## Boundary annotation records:
[START]

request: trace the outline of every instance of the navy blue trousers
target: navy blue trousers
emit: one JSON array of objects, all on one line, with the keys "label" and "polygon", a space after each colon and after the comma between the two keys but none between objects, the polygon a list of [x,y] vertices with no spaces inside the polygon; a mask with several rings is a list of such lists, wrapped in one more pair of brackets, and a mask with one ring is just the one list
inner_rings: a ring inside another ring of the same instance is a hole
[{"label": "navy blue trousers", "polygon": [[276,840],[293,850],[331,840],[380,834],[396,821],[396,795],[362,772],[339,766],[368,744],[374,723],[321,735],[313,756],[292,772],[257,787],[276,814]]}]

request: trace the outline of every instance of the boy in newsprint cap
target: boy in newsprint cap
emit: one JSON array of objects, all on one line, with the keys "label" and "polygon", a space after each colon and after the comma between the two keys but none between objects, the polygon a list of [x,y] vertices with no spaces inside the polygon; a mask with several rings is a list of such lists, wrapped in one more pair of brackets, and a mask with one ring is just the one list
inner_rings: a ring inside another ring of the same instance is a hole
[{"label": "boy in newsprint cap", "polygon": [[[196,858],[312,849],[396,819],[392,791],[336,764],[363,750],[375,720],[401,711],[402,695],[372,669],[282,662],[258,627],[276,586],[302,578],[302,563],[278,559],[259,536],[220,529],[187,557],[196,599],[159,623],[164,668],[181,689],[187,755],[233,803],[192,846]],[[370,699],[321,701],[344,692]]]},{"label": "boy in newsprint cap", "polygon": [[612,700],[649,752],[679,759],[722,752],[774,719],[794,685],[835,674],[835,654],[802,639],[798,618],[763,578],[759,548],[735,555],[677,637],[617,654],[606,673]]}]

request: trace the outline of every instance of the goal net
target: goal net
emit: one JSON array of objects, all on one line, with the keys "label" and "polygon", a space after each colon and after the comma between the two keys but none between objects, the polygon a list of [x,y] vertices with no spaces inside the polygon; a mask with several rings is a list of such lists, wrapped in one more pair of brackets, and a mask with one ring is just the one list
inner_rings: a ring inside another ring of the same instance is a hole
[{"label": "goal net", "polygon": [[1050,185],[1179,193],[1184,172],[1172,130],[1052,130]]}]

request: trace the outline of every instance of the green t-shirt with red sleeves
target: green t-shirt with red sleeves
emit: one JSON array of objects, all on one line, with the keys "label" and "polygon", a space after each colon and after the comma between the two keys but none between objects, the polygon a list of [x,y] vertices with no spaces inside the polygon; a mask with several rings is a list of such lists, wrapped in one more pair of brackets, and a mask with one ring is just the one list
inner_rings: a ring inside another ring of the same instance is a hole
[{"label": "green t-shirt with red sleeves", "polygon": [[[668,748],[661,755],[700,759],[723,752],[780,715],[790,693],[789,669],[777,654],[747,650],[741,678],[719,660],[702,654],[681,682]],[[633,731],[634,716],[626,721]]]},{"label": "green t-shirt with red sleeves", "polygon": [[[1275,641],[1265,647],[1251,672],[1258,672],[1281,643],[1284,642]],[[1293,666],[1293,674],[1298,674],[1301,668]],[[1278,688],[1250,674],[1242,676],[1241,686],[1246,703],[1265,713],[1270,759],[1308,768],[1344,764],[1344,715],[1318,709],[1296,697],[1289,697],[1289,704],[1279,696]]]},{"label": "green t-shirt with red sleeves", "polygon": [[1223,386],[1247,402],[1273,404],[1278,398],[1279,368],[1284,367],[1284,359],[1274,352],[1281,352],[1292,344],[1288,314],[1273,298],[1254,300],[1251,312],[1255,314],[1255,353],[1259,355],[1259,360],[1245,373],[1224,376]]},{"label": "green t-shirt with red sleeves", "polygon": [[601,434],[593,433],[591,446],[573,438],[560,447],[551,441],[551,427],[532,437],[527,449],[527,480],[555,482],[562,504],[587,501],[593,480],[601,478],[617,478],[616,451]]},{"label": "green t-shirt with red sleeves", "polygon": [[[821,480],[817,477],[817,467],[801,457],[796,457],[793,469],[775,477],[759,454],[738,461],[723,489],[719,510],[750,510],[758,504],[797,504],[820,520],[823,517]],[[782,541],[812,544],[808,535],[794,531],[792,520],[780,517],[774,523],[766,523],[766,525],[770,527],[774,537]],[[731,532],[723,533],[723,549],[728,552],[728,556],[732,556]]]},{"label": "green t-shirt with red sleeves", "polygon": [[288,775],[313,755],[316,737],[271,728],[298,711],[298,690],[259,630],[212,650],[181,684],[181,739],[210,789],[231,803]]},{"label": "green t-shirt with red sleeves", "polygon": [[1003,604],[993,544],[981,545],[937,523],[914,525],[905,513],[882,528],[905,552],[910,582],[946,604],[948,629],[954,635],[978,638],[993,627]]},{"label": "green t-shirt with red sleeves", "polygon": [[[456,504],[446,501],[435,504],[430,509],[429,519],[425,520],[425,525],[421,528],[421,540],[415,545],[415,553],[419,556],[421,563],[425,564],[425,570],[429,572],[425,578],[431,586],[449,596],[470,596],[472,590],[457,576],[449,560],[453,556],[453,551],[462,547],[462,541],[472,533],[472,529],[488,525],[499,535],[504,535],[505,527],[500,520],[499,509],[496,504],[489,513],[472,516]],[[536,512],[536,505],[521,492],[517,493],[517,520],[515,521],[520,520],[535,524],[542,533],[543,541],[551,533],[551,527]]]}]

[END]

## Goal of the exercise:
Reproduce every line of the records above without changing anything.

## Solution for this exercise:
request: trace the outline of every instance of the navy blue trousers
target: navy blue trousers
emit: one JSON array of objects, all on one line, with the keys "label" and "polygon", a space after each colon and after the comma between the two keys but none between objects, the polygon a list of [x,y] vertices with no spaces inside the polygon; a mask with several rings is a list of such lists, wrapped in one more pair of brackets, and a mask with one ring is just the one list
inner_rings: a ring inside another ring of the same instance is a hole
[{"label": "navy blue trousers", "polygon": [[276,840],[293,850],[331,840],[380,834],[396,821],[396,795],[362,772],[339,766],[368,744],[374,723],[321,735],[313,756],[292,772],[257,787],[276,814]]}]

request: trace the outline of every instance of the boy in newsprint cap
target: boy in newsprint cap
emit: one JSON array of objects, all on one line, with the keys "label" and "polygon", a space after each colon and after the comma between the two keys but none between objects, the polygon a list of [x,y] vertices with no spaces inside the polygon; a mask with several rings is a list of such lists, wrapped in one more pair of brackets, and a mask with one ring is just the one list
inner_rings: a ring inside another ring of the same instance is a hole
[{"label": "boy in newsprint cap", "polygon": [[[196,858],[312,849],[396,819],[392,791],[336,764],[363,750],[375,720],[401,711],[402,695],[372,669],[282,662],[258,627],[276,586],[302,578],[302,563],[278,559],[259,536],[220,529],[187,557],[196,599],[159,623],[164,668],[181,689],[187,755],[233,803],[192,846]],[[370,699],[321,701],[344,692]]]},{"label": "boy in newsprint cap", "polygon": [[612,700],[649,752],[679,759],[722,752],[774,719],[794,685],[835,674],[835,654],[802,639],[798,618],[763,578],[759,548],[735,555],[677,637],[617,654],[606,673]]}]

request: trace the outline of every instance of the goal net
target: goal net
emit: one JSON array of objects, all on one line, with the keys "label" and "polygon", a space after each colon and after the comma between the two keys but none between objects, the polygon a list of [x,y] vertices with no spaces inside the polygon; a mask with several rings is a list of such lists, wrapped in one more pair of brackets, and a mask with one ring is just the one list
inner_rings: a ring inside another ring of the same instance is a hole
[{"label": "goal net", "polygon": [[1050,185],[1179,193],[1184,172],[1172,130],[1052,130]]}]

request: trace the outline of every instance of the green t-shirt with red sleeves
target: green t-shirt with red sleeves
emit: one JSON array of objects, all on one line, with the keys "label" and "polygon", a space after each colon and after the comma between the two keys but none between objects, the polygon a list of [x,y] vertices with no spaces inside the polygon; a mask with several rings is a list of such lists, wrapped in one more pair of brackets, and a mask with one ring is just the one list
inner_rings: a ring inside another ring of the same instance is a hole
[{"label": "green t-shirt with red sleeves", "polygon": [[[668,748],[661,755],[700,759],[723,752],[780,715],[790,693],[789,669],[777,654],[747,650],[741,678],[719,660],[702,654],[681,682]],[[633,731],[634,716],[626,721]]]},{"label": "green t-shirt with red sleeves", "polygon": [[[1275,641],[1265,647],[1251,672],[1258,672],[1281,643],[1284,642]],[[1293,666],[1293,674],[1298,674],[1301,668]],[[1278,688],[1250,674],[1242,676],[1241,686],[1246,703],[1265,713],[1270,759],[1308,768],[1344,764],[1344,715],[1318,709],[1296,697],[1289,697],[1289,704],[1279,696]]]},{"label": "green t-shirt with red sleeves", "polygon": [[1223,386],[1247,402],[1273,404],[1278,398],[1279,368],[1284,367],[1284,359],[1274,352],[1281,352],[1292,344],[1288,314],[1273,298],[1254,300],[1251,312],[1255,314],[1255,353],[1259,355],[1259,360],[1245,373],[1224,376]]},{"label": "green t-shirt with red sleeves", "polygon": [[601,434],[593,433],[591,446],[573,438],[560,447],[551,441],[551,427],[532,437],[527,449],[527,480],[555,482],[562,504],[587,501],[593,480],[601,478],[617,478],[616,451]]},{"label": "green t-shirt with red sleeves", "polygon": [[[821,480],[817,477],[817,467],[801,457],[796,457],[793,469],[775,477],[759,454],[738,461],[723,489],[719,510],[750,510],[758,504],[797,504],[820,520],[823,517]],[[782,541],[812,544],[808,535],[794,531],[792,520],[780,517],[774,523],[766,523],[766,525],[770,527],[774,537]],[[731,532],[723,533],[723,549],[728,552],[728,556],[732,556]]]},{"label": "green t-shirt with red sleeves", "polygon": [[288,775],[313,755],[316,737],[271,728],[298,711],[298,690],[259,630],[212,650],[181,684],[181,739],[210,789],[231,803]]},{"label": "green t-shirt with red sleeves", "polygon": [[1003,604],[993,544],[981,545],[937,523],[914,525],[905,513],[882,528],[905,552],[910,582],[946,604],[948,629],[954,635],[978,638],[993,627]]},{"label": "green t-shirt with red sleeves", "polygon": [[[456,504],[446,501],[435,504],[430,509],[429,519],[425,520],[425,525],[421,528],[421,540],[415,545],[415,553],[419,556],[421,563],[425,564],[425,570],[429,572],[425,578],[431,586],[449,596],[470,596],[472,590],[457,576],[449,560],[453,556],[453,551],[462,547],[462,541],[472,533],[472,529],[488,525],[499,535],[504,535],[505,527],[500,520],[499,509],[496,504],[489,513],[472,516]],[[536,512],[536,505],[521,492],[517,493],[517,520],[515,521],[520,520],[535,524],[542,533],[543,541],[551,533],[551,527]]]}]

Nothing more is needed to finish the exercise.